*** Opening The data ***

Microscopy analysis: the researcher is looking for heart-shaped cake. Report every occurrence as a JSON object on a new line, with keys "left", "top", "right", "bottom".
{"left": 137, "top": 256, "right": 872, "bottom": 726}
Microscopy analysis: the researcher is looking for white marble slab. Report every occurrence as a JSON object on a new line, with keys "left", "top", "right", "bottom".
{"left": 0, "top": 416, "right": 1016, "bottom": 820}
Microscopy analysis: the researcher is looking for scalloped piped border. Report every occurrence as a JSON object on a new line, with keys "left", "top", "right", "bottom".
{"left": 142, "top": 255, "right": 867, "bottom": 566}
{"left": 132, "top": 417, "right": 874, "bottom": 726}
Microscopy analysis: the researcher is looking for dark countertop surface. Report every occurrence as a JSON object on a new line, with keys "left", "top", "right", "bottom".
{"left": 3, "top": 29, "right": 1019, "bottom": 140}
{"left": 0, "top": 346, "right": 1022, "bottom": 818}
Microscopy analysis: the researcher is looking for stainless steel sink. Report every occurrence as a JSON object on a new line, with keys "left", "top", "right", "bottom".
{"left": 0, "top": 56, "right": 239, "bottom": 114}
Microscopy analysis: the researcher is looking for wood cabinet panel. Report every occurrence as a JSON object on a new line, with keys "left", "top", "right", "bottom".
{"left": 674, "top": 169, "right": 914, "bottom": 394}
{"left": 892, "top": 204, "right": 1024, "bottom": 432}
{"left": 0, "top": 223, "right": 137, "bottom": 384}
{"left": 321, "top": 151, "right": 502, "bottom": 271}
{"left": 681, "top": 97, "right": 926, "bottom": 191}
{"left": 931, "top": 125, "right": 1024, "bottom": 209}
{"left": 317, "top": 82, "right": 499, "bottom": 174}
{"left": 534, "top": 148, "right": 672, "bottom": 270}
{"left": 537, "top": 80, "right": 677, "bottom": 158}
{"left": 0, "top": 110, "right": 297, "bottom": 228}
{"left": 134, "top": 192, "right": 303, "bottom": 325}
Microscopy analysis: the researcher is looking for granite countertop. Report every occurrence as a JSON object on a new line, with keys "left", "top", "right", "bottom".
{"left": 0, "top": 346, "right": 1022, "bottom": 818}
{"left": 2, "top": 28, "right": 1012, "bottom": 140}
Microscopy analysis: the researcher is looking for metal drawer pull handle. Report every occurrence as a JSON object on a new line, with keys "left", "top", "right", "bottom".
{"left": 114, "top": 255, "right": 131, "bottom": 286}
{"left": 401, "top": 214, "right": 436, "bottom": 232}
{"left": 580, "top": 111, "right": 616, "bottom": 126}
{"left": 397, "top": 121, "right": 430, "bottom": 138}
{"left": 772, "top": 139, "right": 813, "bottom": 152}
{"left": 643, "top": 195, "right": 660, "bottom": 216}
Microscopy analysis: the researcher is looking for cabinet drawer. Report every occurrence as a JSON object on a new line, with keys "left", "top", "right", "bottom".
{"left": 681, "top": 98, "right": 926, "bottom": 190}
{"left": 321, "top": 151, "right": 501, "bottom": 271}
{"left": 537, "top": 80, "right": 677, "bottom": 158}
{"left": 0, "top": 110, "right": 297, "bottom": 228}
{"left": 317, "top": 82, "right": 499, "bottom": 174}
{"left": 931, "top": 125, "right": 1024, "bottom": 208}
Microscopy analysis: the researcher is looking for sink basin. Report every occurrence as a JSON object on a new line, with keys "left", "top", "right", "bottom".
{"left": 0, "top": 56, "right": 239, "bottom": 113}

*** Closing The data ***

What you are asked to do → Exactly and only the lines from the one containing "Microscopy analysis: the researcher is looking for sink" through the end of the material are to be reproduced, both ends included.

Reply →
Microscopy analysis: the researcher is looking for sink basin. Report every occurrence as a JSON object on a new line, with keys "left", "top", "right", "bottom".
{"left": 0, "top": 56, "right": 239, "bottom": 113}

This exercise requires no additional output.